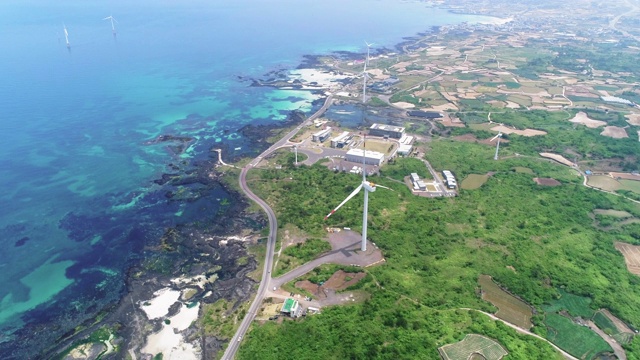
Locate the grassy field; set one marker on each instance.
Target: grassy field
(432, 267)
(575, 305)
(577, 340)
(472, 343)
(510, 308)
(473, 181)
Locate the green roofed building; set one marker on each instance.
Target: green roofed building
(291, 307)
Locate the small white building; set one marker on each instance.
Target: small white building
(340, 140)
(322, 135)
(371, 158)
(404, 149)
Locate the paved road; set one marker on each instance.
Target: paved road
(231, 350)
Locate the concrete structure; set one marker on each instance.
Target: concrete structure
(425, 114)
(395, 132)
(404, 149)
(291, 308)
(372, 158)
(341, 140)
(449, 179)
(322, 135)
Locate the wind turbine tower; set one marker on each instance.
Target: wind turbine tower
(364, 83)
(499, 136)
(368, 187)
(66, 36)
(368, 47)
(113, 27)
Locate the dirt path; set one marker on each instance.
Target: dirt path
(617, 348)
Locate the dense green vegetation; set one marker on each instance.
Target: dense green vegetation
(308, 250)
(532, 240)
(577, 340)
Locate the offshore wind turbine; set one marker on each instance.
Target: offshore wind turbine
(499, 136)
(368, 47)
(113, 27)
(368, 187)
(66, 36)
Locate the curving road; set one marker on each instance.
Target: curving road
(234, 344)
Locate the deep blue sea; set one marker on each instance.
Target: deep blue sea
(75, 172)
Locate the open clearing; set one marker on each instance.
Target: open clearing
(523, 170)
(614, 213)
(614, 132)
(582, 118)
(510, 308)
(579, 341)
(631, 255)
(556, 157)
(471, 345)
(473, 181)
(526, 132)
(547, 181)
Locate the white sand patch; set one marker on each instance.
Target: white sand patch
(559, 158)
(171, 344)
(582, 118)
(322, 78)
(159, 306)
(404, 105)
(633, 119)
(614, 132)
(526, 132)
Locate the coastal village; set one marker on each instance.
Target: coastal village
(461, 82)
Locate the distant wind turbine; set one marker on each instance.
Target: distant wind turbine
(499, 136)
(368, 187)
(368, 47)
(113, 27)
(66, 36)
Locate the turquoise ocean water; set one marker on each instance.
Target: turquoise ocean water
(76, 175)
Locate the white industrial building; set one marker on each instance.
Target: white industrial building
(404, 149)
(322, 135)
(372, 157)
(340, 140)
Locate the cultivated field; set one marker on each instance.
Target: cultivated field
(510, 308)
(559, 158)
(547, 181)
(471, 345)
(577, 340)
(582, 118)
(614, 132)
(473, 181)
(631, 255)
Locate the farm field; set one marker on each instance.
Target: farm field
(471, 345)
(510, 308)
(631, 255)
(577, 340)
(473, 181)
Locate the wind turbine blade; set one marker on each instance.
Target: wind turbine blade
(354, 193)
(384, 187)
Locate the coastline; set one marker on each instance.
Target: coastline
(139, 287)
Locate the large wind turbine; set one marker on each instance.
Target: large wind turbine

______

> SHORT PROBLEM
Write out the material again from the line containing "Locate the wind turbine tower;" through the end of the material, keeping every line as it is except that each coordinate in the answers is increased by 8.

> ANSWER FOR THE TASK
Locate the wind turbine tower; set one marker on each instance.
Target: wind turbine tower
(372, 91)
(507, 144)
(376, 195)
(74, 44)
(376, 55)
(121, 35)
Locate the dirt path; set one marker on each instance.
Target: dirt path
(625, 356)
Locate the dense green vegetation; set one marker on each instance.
Target: dense green vegetation
(316, 258)
(540, 248)
(585, 348)
Locate the offshore wind turbine; set one marker on each instance.
Target: offshore wind turbine
(507, 144)
(376, 55)
(121, 35)
(376, 195)
(74, 44)
Locate the curving road; set one marker on each instance.
Target: curving road
(242, 352)
Locate the deep blue sea; set one marker on each instance.
Target: deep blue sea
(83, 180)
Locate the open clearing; set one marker on each instance.
Target: open clearing
(531, 178)
(622, 221)
(622, 140)
(590, 126)
(518, 316)
(587, 349)
(639, 263)
(564, 165)
(479, 353)
(481, 189)
(534, 140)
(555, 189)
Locate the white sand patch; set one marker on each instance.
Target: white sand patch
(567, 166)
(179, 352)
(590, 126)
(330, 86)
(167, 314)
(412, 113)
(641, 127)
(622, 140)
(534, 140)
Locate the coastal village; set one marker on each instance.
Target: coastal village
(469, 90)
Locate the distant wind turbine; set one marker on each instance.
Target: distant wind turbine
(507, 144)
(376, 195)
(376, 55)
(121, 35)
(74, 44)
Locate the turquoise ocean water; set one marker on each instance.
Target: turquoise ocean water
(84, 183)
Locate the white industrial building; set one marker on each instance.
Target: white industrial building
(412, 157)
(330, 143)
(380, 165)
(348, 148)
Locate the cultivated field; set one marker on each instance.
Target: cultivated field
(518, 316)
(567, 166)
(555, 189)
(479, 353)
(585, 348)
(590, 126)
(622, 140)
(481, 189)
(639, 263)
Locate the farm field; set one marker on each instance.
Target: farm field
(479, 353)
(518, 316)
(639, 263)
(585, 348)
(481, 189)
Locate the wind turbine blade; set one marker on each instance.
Target: wind turbine blade
(362, 201)
(392, 195)
Locate the coastline; set one marker on each instance.
Target: coastline
(147, 295)
Locate the large wind turbine; set one marker on each instance.
Target: large wind turbine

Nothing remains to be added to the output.